Wir haben insgesamt – ich sagte es bereits &ndashM einige Anträge gestellt, und es ist uns gelungen, die Bereiche Bildung, Kultur, Barrierefreiheit und Transparenz zu stärken, gleichzeitig aber auch eine Refinanzierung vorzuschlagen. Von daher teile ich die Formulierung von Herrn zu Löwenstein nicht, dass Ihre Vorschläge zum Haushalt alternativlos wären. Wir haben den Ansatz beispielsweise bei den Kindern gemacht. Frau Rinn – sie ist nicht mehr da &ndashM, wir schlagen nicht pauschal den kostenlosen ÖPNV vor, sondern wir fangen erst einmal bei den Kindergartenkindern und den Schülerinnen und Schülern an, denn wir haben sowieso etliche Bezuschussungen in diesem Bereich. Von daher ist dieser Batzen nicht mehr so groß. Wir haben neulich einen Magistratsbericht auf Antrag der SPD bekommen, worin geschrieben steht, dass es jährlich 4,6 Millionen Euro mehr kosten würde, wenn wir kostenfreie Mittagessen für sämtliche Schülerinnen und Schüler bereitstellen würden. Für Frankfurt sind 4,6 Millionen Euro Peanuts. Für dieses Geld baut Frankfurt vier Kunstrasenplätze. Wenn ich das ins Verhältnis setze, vier Kunstrasenplätze oder kostenfreie Mittagessen für alle Kinder, dann wüsste ich, wofür ich mich entscheide, aber Sie bauen lieber die Kunstrasenplätze.

> **AUFGABE 1**
Schreib einen Teil der Liste neu und tausche dabei „drop a reference marker“ gegen „set a reference marker“ aus; alles andere bleibt gleich. Fang bei der Zeile der Liste an, in der „as [380, 212].“ steht, und hör mit dem Ende der Liste auf.
Der Text und die Liste haben inhaltlich nichts miteinander zu tun.

> **VORGEGEBENE LISTE**
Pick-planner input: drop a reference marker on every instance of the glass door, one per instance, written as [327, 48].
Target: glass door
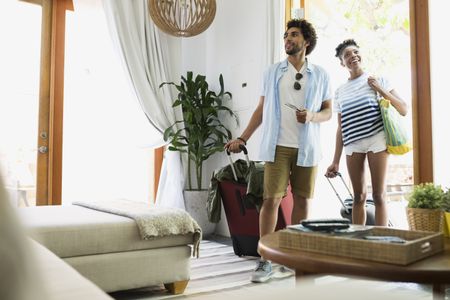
[382, 30]
[20, 29]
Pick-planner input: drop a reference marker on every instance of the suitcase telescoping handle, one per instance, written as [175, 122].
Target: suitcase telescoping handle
[337, 194]
[244, 149]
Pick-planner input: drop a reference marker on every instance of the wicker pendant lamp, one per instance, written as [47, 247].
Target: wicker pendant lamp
[182, 18]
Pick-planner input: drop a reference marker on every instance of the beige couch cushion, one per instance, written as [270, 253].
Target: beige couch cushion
[61, 280]
[71, 230]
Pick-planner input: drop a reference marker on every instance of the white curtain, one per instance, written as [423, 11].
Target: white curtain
[273, 44]
[143, 50]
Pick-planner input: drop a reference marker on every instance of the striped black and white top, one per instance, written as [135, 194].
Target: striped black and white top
[357, 103]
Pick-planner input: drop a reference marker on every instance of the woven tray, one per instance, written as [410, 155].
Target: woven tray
[418, 245]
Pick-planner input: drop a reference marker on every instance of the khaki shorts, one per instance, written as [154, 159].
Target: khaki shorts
[277, 175]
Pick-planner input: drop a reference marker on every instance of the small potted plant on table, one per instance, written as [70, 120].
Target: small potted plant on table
[424, 210]
[445, 204]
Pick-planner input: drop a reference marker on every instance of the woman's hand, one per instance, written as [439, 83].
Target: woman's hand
[233, 145]
[332, 170]
[374, 84]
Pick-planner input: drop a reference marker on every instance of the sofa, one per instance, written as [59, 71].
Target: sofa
[108, 249]
[31, 271]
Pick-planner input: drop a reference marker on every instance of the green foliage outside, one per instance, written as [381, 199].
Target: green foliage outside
[426, 195]
[201, 133]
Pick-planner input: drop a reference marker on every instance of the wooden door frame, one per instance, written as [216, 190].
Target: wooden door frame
[51, 99]
[420, 72]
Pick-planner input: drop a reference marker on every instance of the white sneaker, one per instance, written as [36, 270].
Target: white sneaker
[282, 272]
[263, 272]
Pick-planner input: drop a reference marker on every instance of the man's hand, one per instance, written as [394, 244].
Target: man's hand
[233, 145]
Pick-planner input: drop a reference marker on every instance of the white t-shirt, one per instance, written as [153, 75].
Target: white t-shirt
[289, 129]
[357, 103]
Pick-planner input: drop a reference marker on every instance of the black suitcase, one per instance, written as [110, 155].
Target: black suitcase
[242, 218]
[347, 204]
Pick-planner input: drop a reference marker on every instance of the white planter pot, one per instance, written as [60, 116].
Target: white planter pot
[195, 202]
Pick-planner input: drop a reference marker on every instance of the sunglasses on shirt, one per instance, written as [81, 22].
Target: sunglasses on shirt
[297, 85]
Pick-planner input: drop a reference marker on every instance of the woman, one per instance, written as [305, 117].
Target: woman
[360, 132]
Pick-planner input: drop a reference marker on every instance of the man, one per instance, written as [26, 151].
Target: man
[291, 143]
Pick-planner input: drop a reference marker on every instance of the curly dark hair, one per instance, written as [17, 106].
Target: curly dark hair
[307, 30]
[340, 48]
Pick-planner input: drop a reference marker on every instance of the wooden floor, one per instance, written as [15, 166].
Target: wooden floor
[220, 274]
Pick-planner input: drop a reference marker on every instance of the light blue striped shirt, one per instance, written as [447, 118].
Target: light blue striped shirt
[358, 105]
[317, 90]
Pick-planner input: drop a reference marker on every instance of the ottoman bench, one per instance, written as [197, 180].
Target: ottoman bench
[109, 250]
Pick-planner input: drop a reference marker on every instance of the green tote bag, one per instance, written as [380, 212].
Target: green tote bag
[397, 138]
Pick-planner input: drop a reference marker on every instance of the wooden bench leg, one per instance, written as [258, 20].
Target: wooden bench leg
[176, 287]
[438, 291]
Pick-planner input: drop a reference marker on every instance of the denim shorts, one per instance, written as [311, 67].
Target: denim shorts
[375, 143]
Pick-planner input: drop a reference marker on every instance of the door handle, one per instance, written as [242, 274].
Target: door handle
[43, 149]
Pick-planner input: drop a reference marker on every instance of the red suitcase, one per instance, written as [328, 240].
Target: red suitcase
[243, 221]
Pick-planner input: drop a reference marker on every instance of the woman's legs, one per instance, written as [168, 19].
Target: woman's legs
[378, 167]
[355, 167]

> **AUFGABE 2**
Was baut Frankfurt laut der Haushaltsrede für 4,6 Millionen Euro?

> **MUSTERLÖSUNG 1**
Pick-planner input: set a reference marker on every instance of the green tote bag, one per instance, written as [380, 212].
Target: green tote bag
[397, 138]
Pick-planner input: set a reference marker on every instance of the wooden bench leg, one per instance, written as [258, 20].
Target: wooden bench leg
[176, 287]
[438, 291]
Pick-planner input: set a reference marker on every instance of the denim shorts, one per instance, written as [311, 67].
Target: denim shorts
[375, 143]
Pick-planner input: set a reference marker on every instance of the door handle, one per instance, written as [242, 274].
Target: door handle
[43, 149]
Pick-planner input: set a reference marker on every instance of the red suitcase, one per instance, written as [328, 240].
Target: red suitcase
[243, 221]
Pick-planner input: set a reference marker on every instance of the woman's legs, one per instance, written as [168, 19].
Target: woman's legs
[378, 167]
[355, 167]

> **MUSTERLÖSUNG 2**
Vier Kunstrasenplätze.